[START INFORMATION SUPPLIED]
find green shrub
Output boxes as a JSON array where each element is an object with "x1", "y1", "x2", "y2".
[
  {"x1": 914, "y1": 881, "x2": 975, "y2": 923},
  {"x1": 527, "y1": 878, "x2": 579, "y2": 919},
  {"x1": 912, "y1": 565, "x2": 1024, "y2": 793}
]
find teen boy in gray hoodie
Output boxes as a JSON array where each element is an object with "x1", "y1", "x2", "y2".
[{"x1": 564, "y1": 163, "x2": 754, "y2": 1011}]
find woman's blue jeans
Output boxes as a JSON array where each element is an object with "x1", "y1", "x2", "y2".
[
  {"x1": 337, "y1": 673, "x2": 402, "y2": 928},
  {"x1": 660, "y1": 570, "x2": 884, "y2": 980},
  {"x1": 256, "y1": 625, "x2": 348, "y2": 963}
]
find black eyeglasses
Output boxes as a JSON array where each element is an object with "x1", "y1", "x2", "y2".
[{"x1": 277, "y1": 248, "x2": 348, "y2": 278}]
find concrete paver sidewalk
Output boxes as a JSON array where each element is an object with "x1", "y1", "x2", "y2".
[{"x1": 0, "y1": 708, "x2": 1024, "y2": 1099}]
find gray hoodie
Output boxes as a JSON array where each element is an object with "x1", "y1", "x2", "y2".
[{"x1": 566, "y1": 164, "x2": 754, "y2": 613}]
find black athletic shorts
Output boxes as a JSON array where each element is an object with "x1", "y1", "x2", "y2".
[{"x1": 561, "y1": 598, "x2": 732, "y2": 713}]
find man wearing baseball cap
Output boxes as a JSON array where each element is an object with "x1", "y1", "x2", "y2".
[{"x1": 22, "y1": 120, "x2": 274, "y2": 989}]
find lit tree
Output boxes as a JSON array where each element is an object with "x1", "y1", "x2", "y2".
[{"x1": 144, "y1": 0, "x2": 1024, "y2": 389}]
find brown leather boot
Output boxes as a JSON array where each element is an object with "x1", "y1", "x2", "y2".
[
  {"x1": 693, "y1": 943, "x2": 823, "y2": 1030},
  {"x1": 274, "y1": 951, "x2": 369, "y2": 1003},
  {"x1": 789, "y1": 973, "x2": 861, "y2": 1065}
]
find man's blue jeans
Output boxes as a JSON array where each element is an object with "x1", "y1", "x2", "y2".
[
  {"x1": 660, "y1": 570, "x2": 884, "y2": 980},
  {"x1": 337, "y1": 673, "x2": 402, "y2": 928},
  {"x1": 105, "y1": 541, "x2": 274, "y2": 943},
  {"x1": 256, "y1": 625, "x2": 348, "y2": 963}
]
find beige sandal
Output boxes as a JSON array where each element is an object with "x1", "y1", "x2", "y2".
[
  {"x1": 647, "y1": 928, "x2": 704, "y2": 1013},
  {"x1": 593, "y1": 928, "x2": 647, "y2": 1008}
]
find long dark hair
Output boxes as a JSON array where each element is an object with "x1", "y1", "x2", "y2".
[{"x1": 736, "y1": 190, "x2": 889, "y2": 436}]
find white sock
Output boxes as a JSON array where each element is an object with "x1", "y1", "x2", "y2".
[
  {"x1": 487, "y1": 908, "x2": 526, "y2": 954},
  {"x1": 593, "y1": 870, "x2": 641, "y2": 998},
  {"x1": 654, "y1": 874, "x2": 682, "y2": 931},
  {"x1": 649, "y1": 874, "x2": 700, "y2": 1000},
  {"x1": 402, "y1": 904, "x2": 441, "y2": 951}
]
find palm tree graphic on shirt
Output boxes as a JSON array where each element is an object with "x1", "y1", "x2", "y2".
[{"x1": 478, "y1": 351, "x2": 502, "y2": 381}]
[END INFORMATION SUPPLIED]
TASK TO CARRY OUT - Repeat the lines above word for word, from the line containing "find palm tree graphic on shirt" through the last line.

ANSWER TO THE EXERCISE -
find palm tree graphic on shirt
Output boxes as a JSON array where each element is an object with "x1", "y1", "x2", "y2".
[{"x1": 478, "y1": 351, "x2": 502, "y2": 381}]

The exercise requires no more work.